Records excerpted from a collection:
···
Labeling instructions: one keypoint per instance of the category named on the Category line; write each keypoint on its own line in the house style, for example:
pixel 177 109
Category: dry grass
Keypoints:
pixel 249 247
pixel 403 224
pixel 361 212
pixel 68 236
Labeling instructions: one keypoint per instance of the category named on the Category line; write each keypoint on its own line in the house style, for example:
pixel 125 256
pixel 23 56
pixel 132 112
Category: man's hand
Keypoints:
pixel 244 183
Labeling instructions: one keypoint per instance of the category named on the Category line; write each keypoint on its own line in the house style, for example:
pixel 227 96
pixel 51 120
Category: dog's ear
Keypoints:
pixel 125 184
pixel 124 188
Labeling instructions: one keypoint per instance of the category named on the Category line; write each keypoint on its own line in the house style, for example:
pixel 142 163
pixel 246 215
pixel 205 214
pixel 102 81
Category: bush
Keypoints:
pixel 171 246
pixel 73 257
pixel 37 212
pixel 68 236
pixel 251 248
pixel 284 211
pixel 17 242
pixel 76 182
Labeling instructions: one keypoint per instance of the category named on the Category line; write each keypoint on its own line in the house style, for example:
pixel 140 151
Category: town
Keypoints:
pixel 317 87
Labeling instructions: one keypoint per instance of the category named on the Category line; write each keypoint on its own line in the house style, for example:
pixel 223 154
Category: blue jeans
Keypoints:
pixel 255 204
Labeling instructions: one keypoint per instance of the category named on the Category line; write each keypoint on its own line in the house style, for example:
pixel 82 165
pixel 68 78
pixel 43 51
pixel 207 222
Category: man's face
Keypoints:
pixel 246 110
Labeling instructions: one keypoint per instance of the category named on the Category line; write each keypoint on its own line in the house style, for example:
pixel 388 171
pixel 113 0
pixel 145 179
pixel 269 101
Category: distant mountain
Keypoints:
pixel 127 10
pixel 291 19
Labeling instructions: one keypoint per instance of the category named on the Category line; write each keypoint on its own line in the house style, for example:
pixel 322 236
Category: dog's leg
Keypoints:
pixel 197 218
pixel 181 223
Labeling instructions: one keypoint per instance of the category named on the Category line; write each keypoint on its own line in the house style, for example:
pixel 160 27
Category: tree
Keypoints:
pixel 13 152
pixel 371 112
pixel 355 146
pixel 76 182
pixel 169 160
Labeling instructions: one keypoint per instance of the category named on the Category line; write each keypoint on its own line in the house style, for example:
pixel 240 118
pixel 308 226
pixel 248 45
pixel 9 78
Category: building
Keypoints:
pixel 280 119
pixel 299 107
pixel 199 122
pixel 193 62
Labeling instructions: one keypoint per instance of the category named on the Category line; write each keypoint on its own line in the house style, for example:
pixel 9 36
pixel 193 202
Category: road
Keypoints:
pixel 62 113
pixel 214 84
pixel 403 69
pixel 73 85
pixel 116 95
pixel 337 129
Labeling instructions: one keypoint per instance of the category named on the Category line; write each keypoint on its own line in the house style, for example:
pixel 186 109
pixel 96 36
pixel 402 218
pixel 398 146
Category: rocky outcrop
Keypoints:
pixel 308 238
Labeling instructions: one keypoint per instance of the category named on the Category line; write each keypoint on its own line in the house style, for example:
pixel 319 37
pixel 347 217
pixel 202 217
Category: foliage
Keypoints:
···
**Work instructions**
Of all the entries above, retype exactly the lines from the line with "pixel 160 27" to the line with "pixel 308 226", both included, and no others.

**Written response**
pixel 160 27
Category: tree
Keypoints:
pixel 13 152
pixel 371 112
pixel 355 146
pixel 76 182
pixel 169 160
Labeling instructions: one keypoint per instance of the category named on the Category line; write each keypoint on its own line in the house style, for example:
pixel 240 118
pixel 308 226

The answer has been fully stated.